Document passage -
******************************

First period was spent watching the news. Whatever the lesson plan for the day had been, it no longer mattered. The only thing that mattered was the
events unfolding on television. Nobody was saying anything. Nobody was even crying. We just watched, struck dumb by what seemed impossible. The
Pentagon had been hit. The f***ing Pentagon! And another had crashed in Pennsylvania.
First period ended, and we rushed quietly to our homerooms, in case something else happened. The announcements began, exclusively addressing the
attacks. The principal urged the teachers to turn off the televisions, urged us to go about our day as normal. Yeah, right. That was the first time we
made much noise that day. Of course, it was an order that was defied, blatantly. There was no way in hell we could act like this was a normal day.
It was in homeroom that the first tower fell. English, the same room as homeroom, the second came down. In that moment when the first tower collapsed,
it was like my heart was abruptly yanked out. My stomach lurched. I was horrified. I did not know how many people had been evacuated from the tower,
but I knew that there were still a whole lot left in there, far too many. The horror I felt at the sudden and terrible loss of so many lives haunts me
to this day. People started bursting into tears, but all I felt was horror. All those people, gone, just like that. For what, for what?

******************************

Extracted data -
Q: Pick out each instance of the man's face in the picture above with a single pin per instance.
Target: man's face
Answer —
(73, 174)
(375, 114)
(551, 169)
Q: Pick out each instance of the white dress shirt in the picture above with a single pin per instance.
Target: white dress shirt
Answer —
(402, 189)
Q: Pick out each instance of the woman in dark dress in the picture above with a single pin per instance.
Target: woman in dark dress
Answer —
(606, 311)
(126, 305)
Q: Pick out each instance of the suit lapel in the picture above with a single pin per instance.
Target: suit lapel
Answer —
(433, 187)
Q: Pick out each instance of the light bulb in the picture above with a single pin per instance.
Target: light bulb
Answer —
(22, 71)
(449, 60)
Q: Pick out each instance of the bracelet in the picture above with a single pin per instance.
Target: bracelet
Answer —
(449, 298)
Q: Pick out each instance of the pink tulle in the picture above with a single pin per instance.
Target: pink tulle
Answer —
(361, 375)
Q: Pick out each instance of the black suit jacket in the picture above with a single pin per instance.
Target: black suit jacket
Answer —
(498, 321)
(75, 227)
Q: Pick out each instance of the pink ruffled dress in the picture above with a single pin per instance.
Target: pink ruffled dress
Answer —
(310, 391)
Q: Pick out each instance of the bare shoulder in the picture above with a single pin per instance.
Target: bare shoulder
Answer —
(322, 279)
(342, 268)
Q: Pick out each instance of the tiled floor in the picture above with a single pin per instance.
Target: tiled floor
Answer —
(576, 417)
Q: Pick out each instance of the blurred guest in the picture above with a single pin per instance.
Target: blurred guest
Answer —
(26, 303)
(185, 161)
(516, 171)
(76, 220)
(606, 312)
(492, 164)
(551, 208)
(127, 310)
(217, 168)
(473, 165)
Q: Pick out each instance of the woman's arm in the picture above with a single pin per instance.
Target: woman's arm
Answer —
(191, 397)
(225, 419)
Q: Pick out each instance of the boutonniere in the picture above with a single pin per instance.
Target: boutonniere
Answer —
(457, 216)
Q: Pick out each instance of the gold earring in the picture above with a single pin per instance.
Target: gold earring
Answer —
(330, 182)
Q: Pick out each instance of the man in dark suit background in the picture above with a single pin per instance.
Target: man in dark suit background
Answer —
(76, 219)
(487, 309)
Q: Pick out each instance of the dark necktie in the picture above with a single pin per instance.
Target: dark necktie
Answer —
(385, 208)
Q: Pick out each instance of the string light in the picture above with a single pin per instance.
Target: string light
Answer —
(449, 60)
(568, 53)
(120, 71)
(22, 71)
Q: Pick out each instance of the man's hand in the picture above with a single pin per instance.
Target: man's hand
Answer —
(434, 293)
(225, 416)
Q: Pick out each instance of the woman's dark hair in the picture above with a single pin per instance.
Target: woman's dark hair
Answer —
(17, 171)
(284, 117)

******************************

Short exercise 1 -
Answer these questions about the school-day account of the attacks:
(a) How was first period spent?
(b) What did the principal urge the teachers to do?
(c) In which class did the second tower come down?
Short exercise 2 - Write the next part of the school-day account of the attacks, starting after its final sentence.
The material shown above is separate from the school-day account of the attacks.

Reply 1 -
(a) Watching the news.
(b) Turn off the televisions.
(c) English.

Reply 2 -
The rest of the day passed watching news coverage of smoldering ruins. It was still a few hours after the collapse before anyone started talking.
About what it meant for us, for America, for the world. No answers, no speculation, only the questioning.
I don't remember how I got home that day, but my mom had work. I was alone again, like that first period class, but emptier. By that time, I
couldn't watch any more news coverage. It was all too much for me to take. I wandered around out in my back yard, petting my dogs. My head was full
of horror. I couldn't shake the image of that first tower's fall, nor the sickness it left in me. I remember the skies were so clear, so blue, the
dryness of the air, the bright rust color of fallen pine needles and their smell, all heavy and thick and realer than real, it felt at the time like
the world and all its sensations were in technicolor. Everything seemed too vivid and intense. All while my head was filled with a thousand worries
that no fourteen year old kid should have. Was this the end of everything I thought the world was? Would there be war? Would they reinstate the draft?
Would there be more attacks? Was I going to die, too?
My reverie was abruptly penetrated by the sound of something once familiar and now terrible: that strange echoing rumble of jet engines. My heart
started racing, hadn't all aircraft been grounded nationwide? I started searching the skies, and my eyes fell upon a tiny white jet traversing the
sky. I was terrified. Would they really hit here? What's even here to hit? But it passed. I don't know who was on that plane, or why it was there,
but it scared me badly.
I went back inside, more news, more horror. Another building had collapsed. WTC was a pile of smoking rubble, and in that destruction, the world I
knew had died.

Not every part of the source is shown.